TASK DATA →

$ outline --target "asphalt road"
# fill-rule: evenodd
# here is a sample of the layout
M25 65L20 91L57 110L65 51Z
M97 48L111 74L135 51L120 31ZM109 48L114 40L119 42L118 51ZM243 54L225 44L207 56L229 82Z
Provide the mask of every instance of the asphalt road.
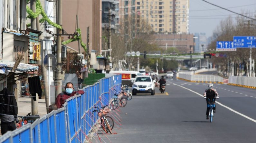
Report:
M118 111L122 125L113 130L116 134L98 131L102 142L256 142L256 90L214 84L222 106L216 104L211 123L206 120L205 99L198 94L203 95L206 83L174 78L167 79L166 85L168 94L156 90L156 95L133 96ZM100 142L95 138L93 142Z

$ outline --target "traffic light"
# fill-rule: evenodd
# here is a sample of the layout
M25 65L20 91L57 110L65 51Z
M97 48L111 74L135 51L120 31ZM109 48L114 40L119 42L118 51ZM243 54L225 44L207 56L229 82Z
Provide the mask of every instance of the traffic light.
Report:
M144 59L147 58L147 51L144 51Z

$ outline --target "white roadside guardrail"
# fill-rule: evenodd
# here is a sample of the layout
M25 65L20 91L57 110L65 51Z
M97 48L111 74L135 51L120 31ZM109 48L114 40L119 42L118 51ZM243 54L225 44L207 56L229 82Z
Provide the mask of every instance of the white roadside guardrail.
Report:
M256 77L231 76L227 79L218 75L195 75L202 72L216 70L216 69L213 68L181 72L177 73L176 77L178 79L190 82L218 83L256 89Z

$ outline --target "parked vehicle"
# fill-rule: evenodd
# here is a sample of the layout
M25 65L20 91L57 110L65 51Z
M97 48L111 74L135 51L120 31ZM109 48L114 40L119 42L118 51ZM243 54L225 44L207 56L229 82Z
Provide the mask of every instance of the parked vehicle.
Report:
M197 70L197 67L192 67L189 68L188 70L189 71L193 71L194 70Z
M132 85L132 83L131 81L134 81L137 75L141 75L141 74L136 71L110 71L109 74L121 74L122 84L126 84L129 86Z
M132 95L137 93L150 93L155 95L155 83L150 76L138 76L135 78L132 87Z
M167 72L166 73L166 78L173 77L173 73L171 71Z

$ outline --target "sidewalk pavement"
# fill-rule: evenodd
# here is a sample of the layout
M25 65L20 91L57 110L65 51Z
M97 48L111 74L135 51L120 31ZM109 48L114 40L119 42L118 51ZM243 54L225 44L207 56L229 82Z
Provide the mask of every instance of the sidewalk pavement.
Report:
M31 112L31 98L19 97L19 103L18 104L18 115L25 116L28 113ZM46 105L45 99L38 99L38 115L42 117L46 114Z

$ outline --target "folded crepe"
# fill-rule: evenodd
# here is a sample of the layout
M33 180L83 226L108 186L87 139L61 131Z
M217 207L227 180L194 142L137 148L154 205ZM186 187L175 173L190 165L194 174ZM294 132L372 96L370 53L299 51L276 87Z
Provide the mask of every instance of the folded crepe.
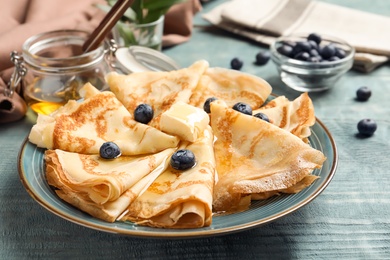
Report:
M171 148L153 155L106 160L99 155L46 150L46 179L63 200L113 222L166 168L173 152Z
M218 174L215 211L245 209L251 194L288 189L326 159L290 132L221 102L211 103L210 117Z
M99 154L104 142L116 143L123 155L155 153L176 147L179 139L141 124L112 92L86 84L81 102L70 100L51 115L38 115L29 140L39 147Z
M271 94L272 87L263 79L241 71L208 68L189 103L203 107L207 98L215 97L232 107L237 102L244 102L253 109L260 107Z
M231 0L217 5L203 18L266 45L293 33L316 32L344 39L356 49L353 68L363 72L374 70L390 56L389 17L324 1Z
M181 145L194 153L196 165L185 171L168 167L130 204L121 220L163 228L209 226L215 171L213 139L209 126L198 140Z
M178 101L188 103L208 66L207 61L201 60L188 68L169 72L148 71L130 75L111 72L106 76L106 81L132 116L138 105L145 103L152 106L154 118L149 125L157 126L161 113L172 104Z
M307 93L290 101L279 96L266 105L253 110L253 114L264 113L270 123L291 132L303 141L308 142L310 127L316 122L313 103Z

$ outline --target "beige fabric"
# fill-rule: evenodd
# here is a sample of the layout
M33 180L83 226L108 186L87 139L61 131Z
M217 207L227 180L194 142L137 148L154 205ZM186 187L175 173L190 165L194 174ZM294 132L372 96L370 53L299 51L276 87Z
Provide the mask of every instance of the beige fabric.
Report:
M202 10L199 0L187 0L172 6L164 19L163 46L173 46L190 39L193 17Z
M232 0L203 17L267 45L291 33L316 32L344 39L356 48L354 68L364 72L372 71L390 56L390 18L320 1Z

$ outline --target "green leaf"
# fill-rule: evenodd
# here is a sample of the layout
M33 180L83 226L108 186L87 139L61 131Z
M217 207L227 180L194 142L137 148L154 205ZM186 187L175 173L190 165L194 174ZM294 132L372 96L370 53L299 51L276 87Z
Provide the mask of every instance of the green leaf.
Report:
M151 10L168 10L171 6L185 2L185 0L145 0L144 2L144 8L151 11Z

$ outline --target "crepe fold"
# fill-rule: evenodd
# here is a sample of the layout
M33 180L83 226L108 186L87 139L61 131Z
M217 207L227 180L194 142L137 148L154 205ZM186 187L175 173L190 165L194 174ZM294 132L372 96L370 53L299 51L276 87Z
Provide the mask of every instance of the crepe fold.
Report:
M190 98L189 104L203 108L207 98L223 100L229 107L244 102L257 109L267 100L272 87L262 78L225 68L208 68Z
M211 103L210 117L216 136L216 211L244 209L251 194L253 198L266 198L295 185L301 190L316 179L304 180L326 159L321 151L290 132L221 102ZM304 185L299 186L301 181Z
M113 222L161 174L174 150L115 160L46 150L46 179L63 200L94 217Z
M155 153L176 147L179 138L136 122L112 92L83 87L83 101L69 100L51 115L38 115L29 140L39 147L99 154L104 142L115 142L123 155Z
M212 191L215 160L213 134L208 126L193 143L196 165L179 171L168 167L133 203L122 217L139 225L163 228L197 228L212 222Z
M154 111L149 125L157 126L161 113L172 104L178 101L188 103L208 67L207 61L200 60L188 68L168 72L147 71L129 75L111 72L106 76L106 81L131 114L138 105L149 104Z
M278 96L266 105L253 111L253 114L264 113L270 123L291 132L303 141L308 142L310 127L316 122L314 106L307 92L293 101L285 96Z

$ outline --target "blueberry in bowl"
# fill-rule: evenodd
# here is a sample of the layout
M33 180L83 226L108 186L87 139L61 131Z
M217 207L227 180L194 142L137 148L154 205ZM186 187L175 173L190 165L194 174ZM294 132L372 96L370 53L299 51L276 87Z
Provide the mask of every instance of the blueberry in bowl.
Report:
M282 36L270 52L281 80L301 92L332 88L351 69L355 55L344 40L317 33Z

DIRECTION → Exclude the pictures and transcribe all of the entries exactly.

EXERCISE ANSWER →
$ outline --target "asphalt road"
# fill-rule: evenodd
# here is a sample of the layout
M25 65L20 91L57 110L65 51Z
M97 48L111 74L135 51L120 31ZM109 48L114 40L119 42L118 51ZM243 54L225 44L207 56L229 82Z
Provide the mask of every instance of the asphalt road.
Report:
M118 111L122 125L113 130L116 134L98 131L102 142L256 142L256 90L214 84L222 106L216 104L211 123L206 120L205 99L198 94L203 95L206 83L174 78L167 79L166 85L168 94L156 90L156 95L133 96ZM100 142L95 138L93 142Z

$ outline --target "traffic light"
# fill-rule: evenodd
# here is a sample of the layout
M25 65L20 91L57 110L65 51Z
M97 48L111 74L135 51L120 31ZM109 48L114 40L119 42L118 51ZM243 54L225 44L207 56L229 82Z
Provide the mask of every instance of the traffic light.
Report:
M144 59L147 58L147 51L144 51Z

$ outline --target "white roadside guardrail"
# fill-rule: evenodd
# here is a sample of the layout
M25 65L20 91L57 110L65 51Z
M97 48L111 74L135 51L120 31ZM109 48L114 40L119 42L118 51ZM243 54L225 44L207 56L229 82Z
Provide the mask of every instance of the white roadside guardrail.
Report:
M256 77L231 76L227 79L218 75L195 75L202 72L216 70L216 69L213 68L181 72L177 73L176 77L178 79L190 82L218 83L256 89Z

$ outline --target "parked vehicle"
# fill-rule: evenodd
# here is a sample of the layout
M25 65L20 91L57 110L65 51Z
M97 48L111 74L135 51L120 31ZM109 48L114 40L119 42L118 51ZM243 54L225 44L207 56L229 82Z
Provide the mask of every instance of the parked vehicle.
Report:
M197 70L197 67L192 67L189 68L188 70L189 71L193 71L194 70Z
M132 85L132 83L131 81L134 81L137 75L141 75L141 74L136 71L110 71L109 74L121 74L122 84L126 84L129 86Z
M132 95L137 93L150 93L155 95L155 83L150 76L138 76L135 78L132 87Z
M167 72L166 73L166 78L173 77L173 73L171 71Z

$ outline --target "sidewalk pavement"
# fill-rule: evenodd
# here is a sample of the layout
M25 65L20 91L57 110L65 51Z
M97 48L111 74L135 51L120 31ZM109 48L114 40L119 42L118 51ZM243 54L225 44L207 56L229 82Z
Provide the mask of every instance of the sidewalk pavement.
Report:
M31 112L31 98L19 97L19 103L18 104L18 115L25 116L28 113ZM46 105L45 99L38 99L38 115L42 117L46 114Z

$ outline --target "folded crepe"
# fill-rule: evenodd
# here is a sample of the layout
M33 180L83 226L108 186L87 139L61 131Z
M217 207L227 180L194 142L137 148L154 205ZM186 187L175 173L190 165L194 174ZM294 132L372 96L370 53L299 51L276 87Z
Provide the mask of every instance of the folded crepe.
Report:
M171 148L153 155L106 160L99 155L46 150L46 179L63 200L113 222L166 168L173 152Z
M218 174L215 211L245 209L251 194L288 189L326 159L290 132L221 102L211 103L210 117Z
M99 154L104 142L116 143L123 155L155 153L176 147L179 139L141 124L112 92L86 84L81 102L70 100L51 115L38 115L29 140L39 147Z
M271 94L272 87L263 79L241 71L208 68L189 103L203 107L207 98L215 97L232 107L237 102L244 102L253 109L260 107Z
M231 0L217 5L203 18L266 45L293 33L316 32L344 39L356 49L353 68L363 72L374 70L390 56L389 17L324 1Z
M181 145L194 153L196 165L185 171L168 167L130 204L121 220L163 228L209 226L215 171L213 139L209 126L198 140Z
M178 101L188 103L208 66L207 61L201 60L188 68L169 72L148 71L130 75L111 72L106 76L106 81L132 116L138 105L145 103L152 106L154 118L149 125L157 126L161 113L172 104Z
M307 93L290 101L279 96L266 105L253 110L253 114L264 113L270 123L291 132L303 141L308 142L310 127L316 122L313 103Z

$ outline --target "beige fabric"
# fill-rule: evenodd
# here is a sample of the layout
M33 180L83 226L108 186L87 139L61 131Z
M217 207L227 180L194 142L137 148L154 205ZM186 187L175 173L190 165L194 174ZM294 132L372 96L370 53L299 51L276 87Z
Provide the mask of every instance of the beige fabric.
Report:
M202 10L199 0L187 0L172 6L164 19L163 46L173 46L190 39L193 17Z
M232 0L203 17L267 45L291 33L316 32L344 39L356 48L354 68L364 72L372 71L390 56L390 18L320 1Z

$ outline --target "green leaf"
# fill-rule: evenodd
# here is a sample of the layout
M33 180L83 226L108 186L87 139L61 131Z
M217 207L227 180L194 142L137 148L154 205ZM186 187L175 173L190 165L194 174ZM294 132L372 96L370 53L299 51L276 87Z
Provide the mask of every instance of the green leaf.
Report:
M151 10L168 10L171 6L185 2L185 0L145 0L144 2L144 8L151 11Z

$ outline --target "crepe fold"
# fill-rule: evenodd
# here is a sample of the layout
M33 180L83 226L108 186L87 139L61 131Z
M217 207L227 180L194 142L137 148L154 205ZM186 187L175 173L190 165L194 174ZM294 132L372 96L370 53L299 51L276 87Z
Provide the mask of every instance of the crepe fold.
Report:
M190 98L189 104L203 108L207 98L223 100L229 107L244 102L257 109L267 100L272 87L262 78L225 68L208 68Z
M211 103L210 117L216 136L216 211L244 209L251 194L253 198L266 198L295 185L301 190L316 179L304 180L326 159L321 151L290 132L221 102ZM304 185L299 186L301 181Z
M113 222L161 174L174 150L115 160L46 150L46 179L63 200L94 217Z
M155 153L176 147L179 138L136 122L112 92L83 87L83 101L69 100L51 115L38 115L29 140L39 147L99 154L104 142L115 142L123 155Z
M212 191L215 160L213 134L208 126L193 143L196 165L179 171L168 167L133 203L122 217L139 225L163 228L197 228L212 222Z
M154 111L149 125L157 126L161 113L172 104L178 101L188 103L208 67L207 61L200 60L188 68L168 72L147 71L129 75L111 72L106 76L106 81L131 114L138 105L149 104Z
M278 96L266 105L253 111L253 114L264 113L270 123L291 132L303 141L308 142L310 127L316 122L314 106L307 92L293 101L285 96Z

$ outline --target "blueberry in bowl"
# fill-rule: evenodd
# here is a sample of the layout
M33 180L83 226L108 186L87 139L61 131Z
M217 207L227 180L194 142L137 148L154 205ZM186 187L175 173L190 165L194 174ZM294 132L372 96L370 53L299 51L276 87Z
Provide the mask of every instance of the blueberry in bowl.
Report:
M282 36L270 52L281 80L301 92L332 88L351 69L355 55L344 40L317 33Z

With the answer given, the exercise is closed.